TASK DIRECTIONS | Return, word for word, the line containing "Given the photograph above, carefully outline every small" and every line after it through the last line of the records below.

[Stored dataset items]
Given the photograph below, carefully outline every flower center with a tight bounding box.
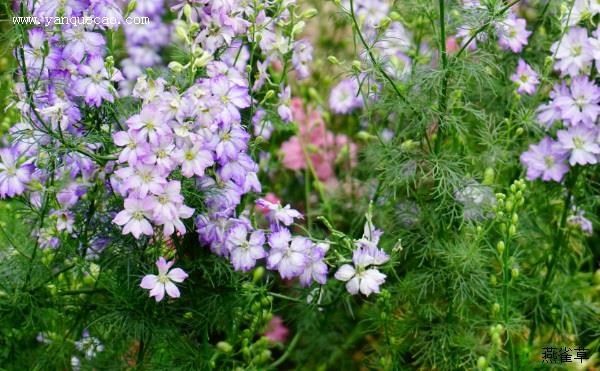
[132,211,145,220]
[158,273,169,284]
[543,155,554,168]
[573,136,584,149]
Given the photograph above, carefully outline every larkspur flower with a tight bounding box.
[536,82,570,129]
[267,229,309,279]
[496,14,530,53]
[520,137,570,182]
[256,198,303,228]
[511,59,539,95]
[0,147,33,198]
[226,224,267,272]
[334,246,388,296]
[329,78,363,114]
[112,197,154,238]
[74,55,120,107]
[567,210,593,235]
[172,142,215,178]
[551,27,593,77]
[555,76,600,127]
[299,242,329,287]
[140,257,189,302]
[557,126,600,166]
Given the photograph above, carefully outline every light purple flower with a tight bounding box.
[520,137,570,182]
[334,246,388,296]
[557,127,600,166]
[256,198,303,227]
[63,26,105,62]
[299,242,329,287]
[172,142,215,178]
[74,55,117,107]
[536,82,570,129]
[551,27,593,77]
[555,76,600,127]
[114,165,167,197]
[329,78,363,114]
[112,197,154,238]
[140,257,188,302]
[496,14,530,53]
[511,59,539,95]
[226,224,266,272]
[54,209,75,234]
[567,210,593,235]
[0,147,33,198]
[112,130,150,165]
[267,229,309,279]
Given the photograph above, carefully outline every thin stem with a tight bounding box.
[434,0,449,153]
[269,331,302,369]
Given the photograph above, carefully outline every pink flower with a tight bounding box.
[264,316,289,343]
[280,99,357,183]
[511,59,539,95]
[140,257,189,302]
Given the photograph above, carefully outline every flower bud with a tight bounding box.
[301,8,318,19]
[511,214,518,225]
[477,356,487,369]
[183,4,192,20]
[168,61,185,73]
[508,225,516,237]
[496,241,505,254]
[217,341,233,353]
[292,21,305,36]
[515,127,524,136]
[491,303,500,314]
[351,60,362,71]
[253,267,265,283]
[327,56,340,64]
[490,275,497,286]
[511,268,519,279]
[482,168,495,185]
[126,0,137,17]
[389,11,401,20]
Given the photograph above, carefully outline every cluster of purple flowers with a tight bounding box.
[520,26,600,183]
[1,0,123,248]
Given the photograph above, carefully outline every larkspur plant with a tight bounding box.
[0,0,599,369]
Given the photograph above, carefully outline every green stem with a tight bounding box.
[269,331,302,369]
[434,0,449,154]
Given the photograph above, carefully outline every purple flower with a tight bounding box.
[172,142,215,178]
[277,85,293,123]
[329,78,363,114]
[74,55,117,107]
[557,127,600,166]
[256,198,303,228]
[267,229,309,279]
[536,82,570,129]
[53,209,75,234]
[334,247,388,296]
[209,75,251,123]
[555,76,600,127]
[226,224,267,272]
[292,39,313,80]
[112,130,150,165]
[140,257,188,302]
[520,137,570,182]
[510,59,539,95]
[63,26,105,62]
[126,106,171,145]
[112,197,154,238]
[567,210,593,235]
[299,242,329,287]
[551,27,593,77]
[215,122,249,162]
[496,14,530,53]
[0,147,33,198]
[114,164,167,198]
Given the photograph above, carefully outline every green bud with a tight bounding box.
[491,303,500,314]
[508,225,516,237]
[490,275,497,286]
[217,341,233,353]
[351,60,362,71]
[482,168,495,185]
[496,241,505,254]
[505,200,514,213]
[292,21,306,36]
[495,324,504,333]
[125,0,137,17]
[511,214,518,225]
[515,127,524,136]
[511,268,519,279]
[379,17,391,29]
[389,11,401,21]
[301,8,318,19]
[168,61,185,73]
[357,131,376,141]
[251,302,261,313]
[492,332,501,344]
[252,266,265,283]
[477,356,487,369]
[594,269,600,285]
[183,312,193,319]
[264,90,275,100]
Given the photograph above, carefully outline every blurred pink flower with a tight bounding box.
[280,99,357,184]
[264,315,289,343]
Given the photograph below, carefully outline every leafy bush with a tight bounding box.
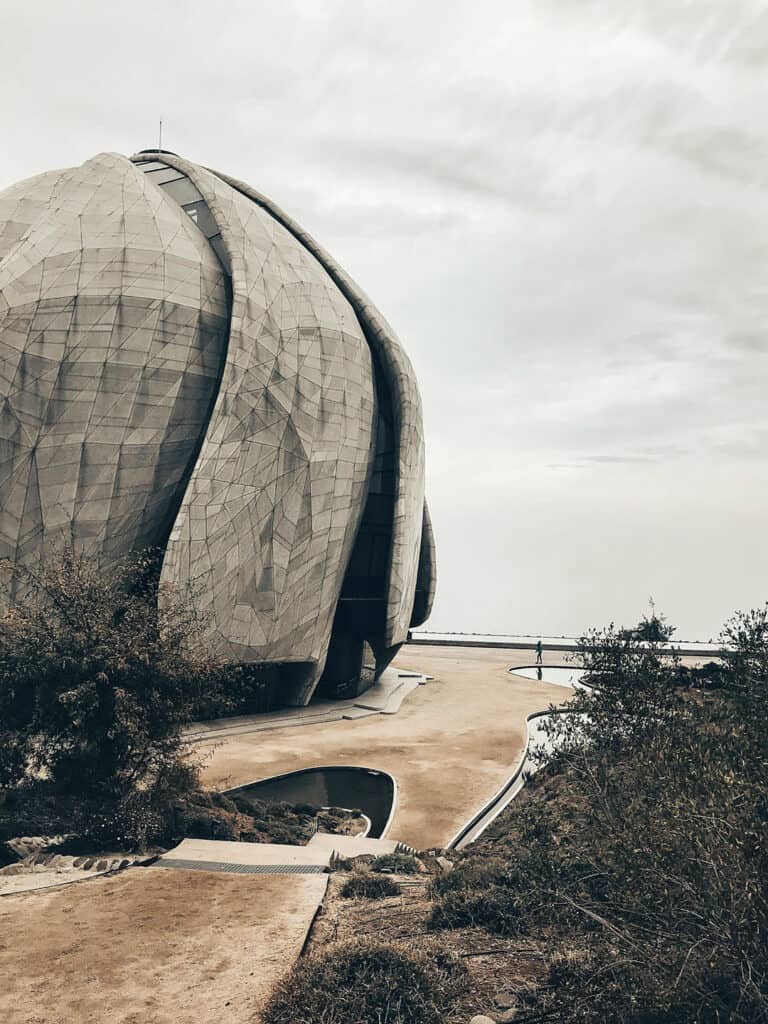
[719,604,768,710]
[171,790,242,843]
[316,805,365,837]
[0,547,219,790]
[0,547,226,845]
[429,611,768,1023]
[429,884,523,934]
[262,940,468,1024]
[340,873,402,899]
[188,662,285,719]
[223,796,345,845]
[618,603,675,642]
[169,793,365,847]
[369,851,421,874]
[429,853,514,896]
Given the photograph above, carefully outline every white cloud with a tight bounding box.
[2,0,767,638]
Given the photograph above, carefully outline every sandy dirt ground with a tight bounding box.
[199,644,569,849]
[1,867,327,1024]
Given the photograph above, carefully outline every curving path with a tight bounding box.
[450,664,582,849]
[198,645,569,850]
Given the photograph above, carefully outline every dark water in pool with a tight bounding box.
[226,766,395,838]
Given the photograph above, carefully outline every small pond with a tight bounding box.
[226,766,396,839]
[510,665,588,688]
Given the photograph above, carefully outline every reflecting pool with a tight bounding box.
[226,766,396,838]
[510,665,588,688]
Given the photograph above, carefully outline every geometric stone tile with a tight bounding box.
[0,153,229,599]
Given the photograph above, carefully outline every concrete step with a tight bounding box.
[156,838,332,874]
[306,834,401,857]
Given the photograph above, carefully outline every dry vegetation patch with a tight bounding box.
[304,873,545,1021]
[262,939,470,1024]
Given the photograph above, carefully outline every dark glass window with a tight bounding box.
[144,166,186,186]
[338,355,396,602]
[134,160,167,172]
[208,234,228,265]
[160,176,203,207]
[181,200,220,240]
[137,160,227,273]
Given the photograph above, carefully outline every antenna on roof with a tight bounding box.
[158,119,163,153]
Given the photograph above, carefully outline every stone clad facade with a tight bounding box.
[0,150,435,704]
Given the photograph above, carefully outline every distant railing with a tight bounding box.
[407,631,721,658]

ANSWER BELOW |
Given the photograph above, carefully outline every small pond with a tight bounding box.
[226,766,396,839]
[510,665,588,688]
Given the photograph above, carefully outline every reflecting pool with a tight bounding box.
[226,766,396,838]
[510,665,588,688]
Given the photograph above, carefully outline every geometric stone tile with a tight bounding box.
[0,153,229,599]
Given the photograph above, carefully outline every concrete step with a tight bounding box.
[156,838,332,874]
[306,834,401,857]
Given the photograph above, carefully outline every dry vegetation patch with a tight bounding box.
[304,873,545,1021]
[262,939,470,1024]
Given the photograph above, carefully outline every dark glass window with a tight bounding box.
[144,166,186,186]
[338,355,396,602]
[134,160,167,172]
[208,234,228,265]
[160,176,203,207]
[181,200,220,240]
[137,160,227,273]
Given the photograph above, carefully outline every antenna on roof with a tight bounding box.
[158,119,163,153]
Given the photograph above, carefully outline every stone clad facade with a tight bounding box.
[0,150,435,704]
Given the photograph above, carefully outline every distant railing with a tight bounding box.
[407,631,721,658]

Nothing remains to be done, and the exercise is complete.